Nice generalization when you are talking about management and I've news for you: Young managers are even worse the boomers ever were.
Management pseudo-language is taught in IVY-league management schools, if anywhere. Not many boomers (or anyone else) has graduated from those. But of course you wouldn't know that, just based on absurd generalizations here.
It's cringe. And I absolutely hate it. It really is a load w*nk. I would just love to press the nuke button and blow it all away or drop kick it to the moon.
Epitome of everything bad about corporate life. Reverend and the Makers - Heavyweight Champion of the World sums it up.
But there is hope.
Watch any natural science documentary narrated by David Attenborough. He of supreme high intelligence and genuine universal morality. He doesn't need to use all this corporate speak, his words are so down-to-earth, relatable explaining natural science. That is who I aspire to in communication. Not the office dullard wageslave pretentious vacuuos zeros.
Hang on, if you actually read the endless daily drivel on your average LinkedIn stream, a lot of that bullshit bingo is posted (or shared/reposted) underneath faces of bright-eyed, bushy-tailed yoof.
So many of them either spout the same incomprehensible nonsense - or are happy to regurgitate it for the sake of their own climb up the ladder. Manglement material, the lot of them.
> ducks in a row
Ok, so what the bleep does it mean (and when would you use it outside of the office)? All the multiples of ducks I've ever[1] seen are in random squabbling groups or in a (relatively) neat V-formation - at a stretch, you could call that two rows.

» Supplied information:

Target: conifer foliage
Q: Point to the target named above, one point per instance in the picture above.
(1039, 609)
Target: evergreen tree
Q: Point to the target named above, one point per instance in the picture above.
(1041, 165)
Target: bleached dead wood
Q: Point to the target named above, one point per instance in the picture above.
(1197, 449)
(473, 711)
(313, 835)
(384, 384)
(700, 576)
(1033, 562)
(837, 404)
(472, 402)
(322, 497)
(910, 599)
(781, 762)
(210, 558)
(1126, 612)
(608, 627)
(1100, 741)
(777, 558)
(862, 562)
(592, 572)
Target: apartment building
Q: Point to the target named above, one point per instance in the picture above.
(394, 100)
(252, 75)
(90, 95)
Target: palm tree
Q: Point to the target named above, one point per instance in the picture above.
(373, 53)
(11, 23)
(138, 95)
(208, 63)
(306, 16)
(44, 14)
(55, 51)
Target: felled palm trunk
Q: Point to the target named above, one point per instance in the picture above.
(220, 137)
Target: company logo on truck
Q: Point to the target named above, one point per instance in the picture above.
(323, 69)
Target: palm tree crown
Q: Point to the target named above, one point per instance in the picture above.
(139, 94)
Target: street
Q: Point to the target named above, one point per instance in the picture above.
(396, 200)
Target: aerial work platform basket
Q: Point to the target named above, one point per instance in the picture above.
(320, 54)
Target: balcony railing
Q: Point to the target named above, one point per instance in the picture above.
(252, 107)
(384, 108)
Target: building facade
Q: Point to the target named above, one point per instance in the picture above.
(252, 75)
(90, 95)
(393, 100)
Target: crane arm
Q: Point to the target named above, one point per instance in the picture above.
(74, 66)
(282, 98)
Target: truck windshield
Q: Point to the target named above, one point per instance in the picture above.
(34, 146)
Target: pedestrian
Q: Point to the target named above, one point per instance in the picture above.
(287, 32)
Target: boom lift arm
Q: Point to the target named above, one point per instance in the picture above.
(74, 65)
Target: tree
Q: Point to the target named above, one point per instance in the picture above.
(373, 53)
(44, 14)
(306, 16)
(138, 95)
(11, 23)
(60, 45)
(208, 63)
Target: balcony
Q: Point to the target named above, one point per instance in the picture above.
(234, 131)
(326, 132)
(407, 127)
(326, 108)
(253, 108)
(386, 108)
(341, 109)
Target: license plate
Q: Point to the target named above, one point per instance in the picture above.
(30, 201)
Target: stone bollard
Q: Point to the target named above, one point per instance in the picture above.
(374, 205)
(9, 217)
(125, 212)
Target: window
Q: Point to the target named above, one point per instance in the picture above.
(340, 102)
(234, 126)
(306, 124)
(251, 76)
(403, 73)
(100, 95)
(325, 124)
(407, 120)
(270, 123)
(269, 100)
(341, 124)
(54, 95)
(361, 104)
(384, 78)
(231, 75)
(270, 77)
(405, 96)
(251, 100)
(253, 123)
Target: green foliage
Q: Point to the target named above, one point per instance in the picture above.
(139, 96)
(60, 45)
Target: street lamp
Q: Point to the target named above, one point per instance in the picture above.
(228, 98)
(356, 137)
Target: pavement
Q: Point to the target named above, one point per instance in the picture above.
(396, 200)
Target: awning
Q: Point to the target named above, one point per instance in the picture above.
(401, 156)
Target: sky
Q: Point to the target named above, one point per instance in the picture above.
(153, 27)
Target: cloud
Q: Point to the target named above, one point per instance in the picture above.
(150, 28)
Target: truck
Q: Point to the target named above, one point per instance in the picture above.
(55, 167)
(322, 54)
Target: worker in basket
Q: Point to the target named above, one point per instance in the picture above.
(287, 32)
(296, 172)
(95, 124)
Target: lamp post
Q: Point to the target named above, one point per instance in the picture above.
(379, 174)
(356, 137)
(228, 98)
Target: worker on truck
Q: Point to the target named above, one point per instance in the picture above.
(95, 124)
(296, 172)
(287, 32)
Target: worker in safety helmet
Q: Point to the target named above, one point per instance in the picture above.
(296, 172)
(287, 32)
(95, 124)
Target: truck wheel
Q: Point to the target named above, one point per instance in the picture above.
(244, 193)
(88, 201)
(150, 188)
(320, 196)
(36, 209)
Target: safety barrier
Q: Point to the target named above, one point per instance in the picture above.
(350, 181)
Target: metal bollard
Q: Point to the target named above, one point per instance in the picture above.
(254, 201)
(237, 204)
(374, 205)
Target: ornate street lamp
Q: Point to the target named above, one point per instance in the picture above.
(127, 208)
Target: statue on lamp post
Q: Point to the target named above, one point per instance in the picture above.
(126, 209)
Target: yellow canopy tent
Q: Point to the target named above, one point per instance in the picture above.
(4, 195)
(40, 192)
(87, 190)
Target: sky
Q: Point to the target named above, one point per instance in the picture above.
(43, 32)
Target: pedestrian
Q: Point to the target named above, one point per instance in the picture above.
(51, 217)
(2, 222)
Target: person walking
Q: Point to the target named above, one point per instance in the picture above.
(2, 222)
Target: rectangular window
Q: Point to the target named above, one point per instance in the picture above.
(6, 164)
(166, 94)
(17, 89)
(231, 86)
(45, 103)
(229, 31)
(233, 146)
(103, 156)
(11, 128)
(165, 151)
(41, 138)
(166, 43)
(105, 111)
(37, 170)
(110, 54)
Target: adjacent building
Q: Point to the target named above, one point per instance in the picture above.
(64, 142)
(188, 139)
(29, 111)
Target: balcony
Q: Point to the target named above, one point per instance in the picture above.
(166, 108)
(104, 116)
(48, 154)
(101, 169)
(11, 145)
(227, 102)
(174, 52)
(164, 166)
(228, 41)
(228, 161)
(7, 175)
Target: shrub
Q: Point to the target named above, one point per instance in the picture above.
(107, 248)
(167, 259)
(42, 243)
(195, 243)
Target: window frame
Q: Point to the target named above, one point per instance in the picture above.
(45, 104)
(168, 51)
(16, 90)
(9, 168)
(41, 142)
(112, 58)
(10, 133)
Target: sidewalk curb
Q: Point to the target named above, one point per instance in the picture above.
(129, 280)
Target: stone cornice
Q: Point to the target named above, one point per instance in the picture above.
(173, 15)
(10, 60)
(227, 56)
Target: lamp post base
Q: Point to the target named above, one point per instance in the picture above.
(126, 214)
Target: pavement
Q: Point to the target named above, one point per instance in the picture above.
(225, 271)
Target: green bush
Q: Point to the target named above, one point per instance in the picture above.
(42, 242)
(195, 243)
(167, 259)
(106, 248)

...

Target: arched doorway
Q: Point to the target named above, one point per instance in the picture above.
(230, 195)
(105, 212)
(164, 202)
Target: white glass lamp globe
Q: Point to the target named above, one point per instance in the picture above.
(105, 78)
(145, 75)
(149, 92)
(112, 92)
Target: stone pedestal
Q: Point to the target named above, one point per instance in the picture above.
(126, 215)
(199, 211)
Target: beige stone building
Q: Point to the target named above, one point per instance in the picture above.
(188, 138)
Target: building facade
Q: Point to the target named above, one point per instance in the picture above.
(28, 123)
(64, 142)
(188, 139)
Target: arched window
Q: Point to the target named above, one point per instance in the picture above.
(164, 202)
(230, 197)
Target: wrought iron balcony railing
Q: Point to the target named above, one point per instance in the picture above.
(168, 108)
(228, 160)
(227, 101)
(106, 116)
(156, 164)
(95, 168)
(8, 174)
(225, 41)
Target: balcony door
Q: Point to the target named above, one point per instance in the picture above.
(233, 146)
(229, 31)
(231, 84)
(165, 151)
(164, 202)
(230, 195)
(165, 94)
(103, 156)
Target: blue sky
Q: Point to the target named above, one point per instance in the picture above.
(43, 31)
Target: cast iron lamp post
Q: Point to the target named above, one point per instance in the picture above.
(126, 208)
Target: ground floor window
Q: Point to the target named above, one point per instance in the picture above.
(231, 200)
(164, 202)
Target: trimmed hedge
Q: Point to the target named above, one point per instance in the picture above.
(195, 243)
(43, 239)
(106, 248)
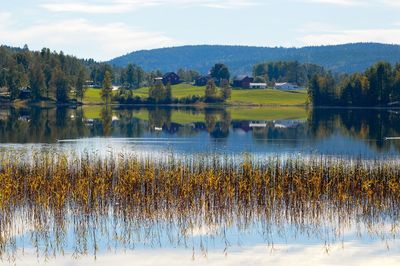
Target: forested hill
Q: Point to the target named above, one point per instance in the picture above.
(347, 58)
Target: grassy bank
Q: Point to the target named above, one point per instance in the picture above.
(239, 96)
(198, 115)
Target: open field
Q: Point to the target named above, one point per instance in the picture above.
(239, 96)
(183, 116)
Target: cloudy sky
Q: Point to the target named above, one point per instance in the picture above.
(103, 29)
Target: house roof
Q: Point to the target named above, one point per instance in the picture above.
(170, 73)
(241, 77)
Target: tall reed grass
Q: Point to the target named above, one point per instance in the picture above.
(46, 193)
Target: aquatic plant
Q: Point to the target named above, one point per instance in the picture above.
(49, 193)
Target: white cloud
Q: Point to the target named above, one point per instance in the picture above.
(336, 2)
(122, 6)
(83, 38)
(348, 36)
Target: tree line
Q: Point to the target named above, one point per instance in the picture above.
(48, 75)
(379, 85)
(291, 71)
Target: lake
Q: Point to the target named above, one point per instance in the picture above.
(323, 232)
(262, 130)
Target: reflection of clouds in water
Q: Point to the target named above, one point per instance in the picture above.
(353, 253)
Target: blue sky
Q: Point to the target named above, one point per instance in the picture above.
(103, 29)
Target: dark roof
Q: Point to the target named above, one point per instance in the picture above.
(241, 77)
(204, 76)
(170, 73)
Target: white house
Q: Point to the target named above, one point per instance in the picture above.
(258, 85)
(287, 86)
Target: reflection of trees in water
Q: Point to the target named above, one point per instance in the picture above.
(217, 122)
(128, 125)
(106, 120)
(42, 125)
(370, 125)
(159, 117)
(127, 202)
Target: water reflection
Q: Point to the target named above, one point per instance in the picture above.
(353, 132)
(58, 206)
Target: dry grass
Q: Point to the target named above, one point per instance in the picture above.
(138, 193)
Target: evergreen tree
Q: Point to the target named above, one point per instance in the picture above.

» The tasks:
a) In the comment on corporate jargon, whose nature documentaries does the writer hold up as the model for communication?
b) Gather every line of the rows that contains the word "post".

» Exercise results:
a) David Attenborough's.

b)
Target: lamp post
Target: statue on lamp post
Target: lamp post base
Target: cast iron lamp post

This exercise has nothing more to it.